*Quoted passage*:
>>

Acute psychiatric care should be administered at Mater Dei Hospital rather than at Mount Carmel, Mental Health Commissioner John Cachia keeps insisting.

Dr Cachia was contacted yesterday for his comments on a report that appeared in The Sunday Times of Malta saying that the government had a five-year plan to turn the mental health hospital in Attard into a “top notch” medical facility.

Asked if he welcomed the news, Dr Cachia referred to his latest annual report that said, among other things, that acute psychiatric care should move to the acute general hospital setting.

He is not alone in adopting that stand because mental health organisations have also questioned the government’s decision not to fulfil its electoral pledge of building a new psychiatric centre and, instead, rehabilitate Mount Carmel.

A Health Ministry spokeswoman said on Tuesday that the infrastructural plan for mental health had two major aspects: the refurbishment and restructuring of Mount Carmel and the planning and building of a new acute hospital on the Mater Dei campus.

With regard to the new acute hospital at Mater Dei, the Foundation for Medical Sciences had already acquired land and a medical brief was being drawn up, she added. Psychiatry chairman Anton Grech was leading the drafting of the medical brief, the spokeswoman noted.

Relevant stakeholders, including professionals, patient representatives and NGOs, would be consulted in the coming weeks, the spokeswoman said.

A project review board within the Health Ministry was set up and was piloting the development of the new facility, she said.

The government is planning to upgrade the Attard facility, built in 1861, raising its standard.

Calls for the hospital to be “dragged out of the Victorian era” have been getting louder in recent months. Just two weeks ago, a patient at the hospital was found dead after breaking out by climbing out of a window.

<<

Referring expression data:

>>

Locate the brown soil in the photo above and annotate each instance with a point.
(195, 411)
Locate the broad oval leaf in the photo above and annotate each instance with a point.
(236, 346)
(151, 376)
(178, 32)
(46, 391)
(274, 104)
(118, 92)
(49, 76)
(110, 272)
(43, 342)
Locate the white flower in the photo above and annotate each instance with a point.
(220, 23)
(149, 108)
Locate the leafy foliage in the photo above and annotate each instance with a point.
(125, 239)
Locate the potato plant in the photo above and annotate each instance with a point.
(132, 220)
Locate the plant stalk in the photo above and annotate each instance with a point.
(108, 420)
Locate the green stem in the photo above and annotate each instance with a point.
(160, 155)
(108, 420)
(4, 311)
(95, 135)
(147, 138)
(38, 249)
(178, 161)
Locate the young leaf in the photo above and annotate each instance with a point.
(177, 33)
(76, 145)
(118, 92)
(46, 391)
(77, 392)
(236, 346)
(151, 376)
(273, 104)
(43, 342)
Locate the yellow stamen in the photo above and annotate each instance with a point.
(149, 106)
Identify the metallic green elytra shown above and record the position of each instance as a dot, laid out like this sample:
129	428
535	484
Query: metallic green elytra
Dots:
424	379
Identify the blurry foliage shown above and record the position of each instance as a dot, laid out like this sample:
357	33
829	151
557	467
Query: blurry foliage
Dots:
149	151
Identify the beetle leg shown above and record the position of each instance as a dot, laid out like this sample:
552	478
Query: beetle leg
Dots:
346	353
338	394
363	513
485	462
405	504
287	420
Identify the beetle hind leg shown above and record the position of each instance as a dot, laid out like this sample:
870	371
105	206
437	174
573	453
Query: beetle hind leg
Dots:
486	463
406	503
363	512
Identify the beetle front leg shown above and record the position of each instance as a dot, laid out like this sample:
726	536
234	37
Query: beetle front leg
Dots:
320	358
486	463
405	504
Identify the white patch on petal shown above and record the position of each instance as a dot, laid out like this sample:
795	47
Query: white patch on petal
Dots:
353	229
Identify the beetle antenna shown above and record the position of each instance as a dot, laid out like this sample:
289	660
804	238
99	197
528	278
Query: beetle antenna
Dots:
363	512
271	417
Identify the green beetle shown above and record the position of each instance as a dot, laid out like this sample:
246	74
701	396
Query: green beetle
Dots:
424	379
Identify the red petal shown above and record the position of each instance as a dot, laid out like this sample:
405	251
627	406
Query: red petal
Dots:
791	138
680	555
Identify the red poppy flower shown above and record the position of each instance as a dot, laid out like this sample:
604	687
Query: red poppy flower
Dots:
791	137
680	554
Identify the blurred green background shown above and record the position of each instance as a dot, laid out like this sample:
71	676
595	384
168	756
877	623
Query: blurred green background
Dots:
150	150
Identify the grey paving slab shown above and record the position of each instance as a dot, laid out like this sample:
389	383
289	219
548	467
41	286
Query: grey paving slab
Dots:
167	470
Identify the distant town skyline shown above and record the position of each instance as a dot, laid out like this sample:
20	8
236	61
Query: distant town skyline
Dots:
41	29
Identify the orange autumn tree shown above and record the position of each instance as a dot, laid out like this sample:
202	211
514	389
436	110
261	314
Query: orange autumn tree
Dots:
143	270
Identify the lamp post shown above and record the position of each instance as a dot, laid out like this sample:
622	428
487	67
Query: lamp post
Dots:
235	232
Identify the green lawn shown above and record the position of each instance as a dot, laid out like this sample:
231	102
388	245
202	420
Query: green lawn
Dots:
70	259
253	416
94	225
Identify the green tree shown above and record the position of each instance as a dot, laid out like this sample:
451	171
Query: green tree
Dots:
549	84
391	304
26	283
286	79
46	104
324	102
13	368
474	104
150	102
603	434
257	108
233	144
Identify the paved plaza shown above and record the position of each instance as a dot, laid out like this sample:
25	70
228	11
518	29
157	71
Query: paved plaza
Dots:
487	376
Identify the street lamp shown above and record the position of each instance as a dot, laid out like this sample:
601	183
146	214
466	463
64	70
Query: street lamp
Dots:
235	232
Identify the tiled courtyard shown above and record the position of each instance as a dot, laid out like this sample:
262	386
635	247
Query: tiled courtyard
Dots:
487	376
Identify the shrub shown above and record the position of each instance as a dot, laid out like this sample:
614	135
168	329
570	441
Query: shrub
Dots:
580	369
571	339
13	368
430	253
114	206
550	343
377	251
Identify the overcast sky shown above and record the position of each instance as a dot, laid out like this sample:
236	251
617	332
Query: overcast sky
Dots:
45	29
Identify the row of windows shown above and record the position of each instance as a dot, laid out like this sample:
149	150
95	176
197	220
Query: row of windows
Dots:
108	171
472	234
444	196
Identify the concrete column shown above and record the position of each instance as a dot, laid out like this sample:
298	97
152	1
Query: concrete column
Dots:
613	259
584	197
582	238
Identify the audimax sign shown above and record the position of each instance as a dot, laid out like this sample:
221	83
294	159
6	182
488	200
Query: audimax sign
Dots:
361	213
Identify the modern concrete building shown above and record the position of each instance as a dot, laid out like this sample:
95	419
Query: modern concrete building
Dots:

<<

*Work to complete*:
1. According to the article on Mount Carmel Hospital, who is leading the drafting of the medical brief for the new acute hospital at Mater Dei?
2. Write a continuation of the article on Mount Carmel Hospital, starting after its final sentence.
These rows are not needed for the work here.

*List of answers*:
1. Psychiatry chairman Anton Grech.

2.
Staff lamented the lack of safety and security installations, which they feared made it easy for patients to escape.

Dr Cachia said his office advocated for reform of mental health and well-being services.

Malta, he said, needed a revised mental health policy, strategy and action plan reflecting the principles of the Mental Health Act and the recent trends in holistic approaches to mental health and well-being.

Read: ‘One in four affected by mental health issues’

The mainstay of care must be community-based where the primary care services and the general practitioner are supported by specialised and community rehabilitation facilities.

"Acute psychiatric care must move to the acute general hospital setting,” he said.

Dr Cachia added that dignified residential accommodation was required for long-term patients and those who did not make it through rehabilitation.

The parliamentary Health and Social Affairs Committee met on Wednesday to discuss the 2016 Annual Report of the Commission for Mental Health. Health Minister Chris Fearne said €30 million would be spent at Mount Carmel; this would include replacing water pipes which had been there since the hospital’s original opening over 150 years prior. Works were also underway on the Acute Mental Health Facility at Mater Dei Hospital.